[To be done]: Working from the line that contains "Every instance gets a single point. Point out the lamp" down to the last line below, repeat each line exactly.

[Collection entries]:
------------------------------
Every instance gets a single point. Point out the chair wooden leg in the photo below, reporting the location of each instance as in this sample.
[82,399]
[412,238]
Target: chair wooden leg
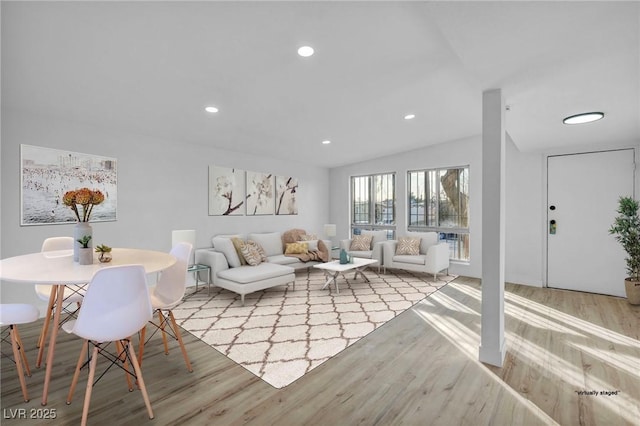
[76,374]
[163,324]
[18,359]
[47,320]
[176,331]
[140,380]
[142,335]
[122,356]
[87,394]
[23,355]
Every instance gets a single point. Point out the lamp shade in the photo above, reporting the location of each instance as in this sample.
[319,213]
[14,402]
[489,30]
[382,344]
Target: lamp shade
[185,236]
[330,230]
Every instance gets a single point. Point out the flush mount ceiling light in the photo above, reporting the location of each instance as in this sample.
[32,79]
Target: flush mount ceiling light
[305,51]
[586,117]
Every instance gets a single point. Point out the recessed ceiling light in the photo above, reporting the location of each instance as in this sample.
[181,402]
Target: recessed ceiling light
------------------------------
[Answer to the task]:
Every instance gets a single point. Point out the lamp shade in the photo above, reporting the location of each instance as in this sample.
[319,213]
[14,402]
[489,30]
[382,344]
Target: lamp shade
[185,236]
[330,230]
Every instance gets a single point. Point out the flush mount ceiling light in the photo above, reporting the location of each instance as in this sample.
[32,79]
Target: flush mount ceiling light
[305,51]
[586,117]
Every instance gets a single point. Point out the recessed ceiling light in the photo above, reporting the location of each instance as in this sample.
[181,402]
Target: recessed ceiling light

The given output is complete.